▶ [TASK GOAL]: Render the material below as a numbered list, one entry per line, with any blank lines omitted.

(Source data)
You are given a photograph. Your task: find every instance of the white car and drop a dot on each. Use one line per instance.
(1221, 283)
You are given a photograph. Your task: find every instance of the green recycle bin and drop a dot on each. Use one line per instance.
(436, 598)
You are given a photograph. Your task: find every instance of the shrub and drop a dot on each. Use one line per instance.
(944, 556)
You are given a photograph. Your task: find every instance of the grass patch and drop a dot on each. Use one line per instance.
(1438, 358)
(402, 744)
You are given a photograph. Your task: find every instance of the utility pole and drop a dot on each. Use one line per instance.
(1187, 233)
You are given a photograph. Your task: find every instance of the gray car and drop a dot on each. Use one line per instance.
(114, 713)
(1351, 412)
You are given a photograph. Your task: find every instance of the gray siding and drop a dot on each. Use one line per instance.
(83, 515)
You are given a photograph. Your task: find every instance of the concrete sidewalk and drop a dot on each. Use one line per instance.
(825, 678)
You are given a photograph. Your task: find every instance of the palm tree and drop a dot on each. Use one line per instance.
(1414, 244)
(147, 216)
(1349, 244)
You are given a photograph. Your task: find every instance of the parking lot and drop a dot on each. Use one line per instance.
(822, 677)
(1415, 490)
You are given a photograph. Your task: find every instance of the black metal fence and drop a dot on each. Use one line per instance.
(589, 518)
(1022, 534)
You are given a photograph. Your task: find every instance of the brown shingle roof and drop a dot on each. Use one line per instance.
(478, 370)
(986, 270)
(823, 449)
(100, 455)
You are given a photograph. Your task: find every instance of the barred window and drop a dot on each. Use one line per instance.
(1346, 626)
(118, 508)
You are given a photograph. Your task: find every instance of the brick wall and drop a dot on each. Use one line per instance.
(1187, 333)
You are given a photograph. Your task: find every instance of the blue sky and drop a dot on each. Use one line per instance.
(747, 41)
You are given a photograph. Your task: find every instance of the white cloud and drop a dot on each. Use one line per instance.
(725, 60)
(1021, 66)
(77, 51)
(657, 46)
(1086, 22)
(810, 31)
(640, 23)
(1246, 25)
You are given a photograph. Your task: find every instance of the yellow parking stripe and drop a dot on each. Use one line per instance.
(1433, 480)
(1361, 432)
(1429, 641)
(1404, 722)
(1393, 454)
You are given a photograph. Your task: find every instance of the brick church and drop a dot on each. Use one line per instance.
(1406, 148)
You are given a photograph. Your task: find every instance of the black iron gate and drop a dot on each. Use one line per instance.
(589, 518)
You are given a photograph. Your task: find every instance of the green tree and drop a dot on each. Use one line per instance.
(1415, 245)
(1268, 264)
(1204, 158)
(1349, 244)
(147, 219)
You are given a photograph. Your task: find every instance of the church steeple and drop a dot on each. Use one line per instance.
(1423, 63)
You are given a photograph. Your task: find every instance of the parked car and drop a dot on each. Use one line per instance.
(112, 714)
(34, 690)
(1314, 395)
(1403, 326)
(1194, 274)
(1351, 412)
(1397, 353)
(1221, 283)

▶ [RESPONSE]:
1. You are given a photograph. Your task: find every instance of the white car and drop a dot on each. Use one line per instance.
2. (1221, 283)
3. You are given a photograph. Your task: find every instance of the green recycle bin and drop a dot on each. Use one line per instance.
4. (436, 598)
5. You are given a photograph. Your task: find every instance of the shrub and drop a dot on each. Use one line per instance.
6. (944, 556)
7. You are given a photograph. Your task: find every instance of the grass patch and drop a dot on each. Use one line per instance.
8. (1438, 358)
9. (402, 744)
10. You are given a photograph. Your task: find every instance of the utility pole and drop a dot on each. Use one line per instance.
11. (1187, 233)
12. You are given a photograph. Your task: find every instance of the gray car and drop a dot on each. Use one line per instance.
13. (114, 713)
14. (1351, 412)
15. You are given a photograph. Your task: find every instance of the gray siding and drop a dot on each. Use one line per instance.
16. (83, 515)
17. You are given a photograph. Your task: find every instance of the concrete sidewalk and drop a dot on each. Use one line per instance.
18. (825, 678)
19. You are given a photograph. Your task: find every instance of the palm tree and drop a dot on each. Use one line per instance.
20. (1414, 244)
21. (147, 216)
22. (1349, 244)
23. You are given a photograph. Your task: find every instance of the parking lot and drop a dot on each. Use one line per instance.
24. (822, 677)
25. (1415, 490)
26. You are given a photograph. Your task: find every instance of the black metal fence and drop a dot on each. Use one line per instance.
27. (589, 518)
28. (1022, 534)
29. You are given a photograph. Your task: find every instance of the brown shingle roof and drop a dot on each. Use one line per instance.
30. (478, 370)
31. (986, 270)
32. (823, 449)
33. (100, 455)
34. You are given a photograph. Your task: find every instance of the barred window and drop a dot on each. Use one line per instance.
35. (1346, 626)
36. (118, 508)
37. You are given a photograph. Your task: find every instance of the brick wall and drop a dot on each. Use one line per instance.
38. (1187, 333)
39. You are given a photograph. Your task: find every instance of the blue sky and drop a dot on each. Use one line per instance.
40. (747, 41)
41. You are given a photograph. Your task: find every instance of the white cloud and drop a dot on each. Use one line per instance.
42. (725, 60)
43. (1021, 66)
44. (77, 51)
45. (657, 46)
46. (1086, 22)
47. (810, 31)
48. (640, 23)
49. (1246, 25)
50. You are given a photograph. Your task: find every instance of the yellow parking stripe and drop a dot on each. Use one line per instance.
51. (1433, 480)
52. (1361, 432)
53. (1429, 641)
54. (1404, 722)
55. (1393, 454)
56. You are given a photograph. Your task: find every instance of the brick church and drop a dot on each. Use one line per instance.
57. (1406, 148)
58. You are given a photograph. Your task: find every instance of the black iron gate and drop a dot on each. Use one line per instance.
59. (589, 518)
60. You are given a photograph. Your task: find every instance of the green tree and drop a dot on each. Use one line per instance.
61. (1415, 245)
62. (1268, 264)
63. (1204, 158)
64. (1349, 244)
65. (147, 219)
66. You are given a photograph. Your task: find every instance of the church steeple and drop a dot on each. Use one line per instance.
67. (1423, 63)
68. You are given a photograph. Your task: find every instance of the parked car and drop a dot on each. Use one line per instance.
69. (112, 714)
70. (34, 690)
71. (1314, 395)
72. (1403, 326)
73. (1194, 274)
74. (1351, 412)
75. (1397, 353)
76. (1221, 283)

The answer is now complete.